*** Opening of Data ***
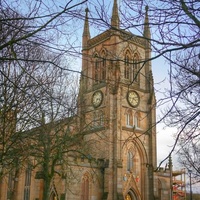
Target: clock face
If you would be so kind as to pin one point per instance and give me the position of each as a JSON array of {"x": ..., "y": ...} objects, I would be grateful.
[
  {"x": 133, "y": 98},
  {"x": 97, "y": 98}
]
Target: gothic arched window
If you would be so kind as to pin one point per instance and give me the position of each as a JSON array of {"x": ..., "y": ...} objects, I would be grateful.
[
  {"x": 27, "y": 183},
  {"x": 129, "y": 161},
  {"x": 136, "y": 68},
  {"x": 103, "y": 66},
  {"x": 85, "y": 188},
  {"x": 128, "y": 116},
  {"x": 96, "y": 69},
  {"x": 127, "y": 66},
  {"x": 136, "y": 121}
]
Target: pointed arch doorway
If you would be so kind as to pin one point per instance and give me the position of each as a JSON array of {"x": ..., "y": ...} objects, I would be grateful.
[{"x": 131, "y": 196}]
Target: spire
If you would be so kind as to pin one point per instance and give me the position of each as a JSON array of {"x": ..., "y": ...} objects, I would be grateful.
[
  {"x": 146, "y": 32},
  {"x": 115, "y": 16},
  {"x": 86, "y": 31}
]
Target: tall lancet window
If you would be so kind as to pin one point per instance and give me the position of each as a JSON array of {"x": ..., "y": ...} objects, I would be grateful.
[
  {"x": 127, "y": 66},
  {"x": 129, "y": 161},
  {"x": 96, "y": 69},
  {"x": 103, "y": 66},
  {"x": 136, "y": 67},
  {"x": 27, "y": 183},
  {"x": 85, "y": 188}
]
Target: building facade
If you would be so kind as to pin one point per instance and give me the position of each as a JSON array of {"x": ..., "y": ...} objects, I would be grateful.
[{"x": 117, "y": 103}]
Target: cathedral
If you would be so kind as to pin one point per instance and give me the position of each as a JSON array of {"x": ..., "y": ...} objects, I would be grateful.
[{"x": 117, "y": 103}]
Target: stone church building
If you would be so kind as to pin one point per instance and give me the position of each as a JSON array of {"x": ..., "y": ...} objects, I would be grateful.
*** Close of Data ***
» **Your instructions**: All lines from the beginning of the material through the line that holds "Target: gothic arched window", both included, should be returned exactly; please omit any pictures and add no other lines.

» **Output of the task**:
Target: clock face
If you would be so kind as to pin one point per instance and give me the position of each as a JSON array of {"x": ..., "y": ...} objects, I would be grateful.
[
  {"x": 133, "y": 98},
  {"x": 97, "y": 98}
]
Target: gothic arched window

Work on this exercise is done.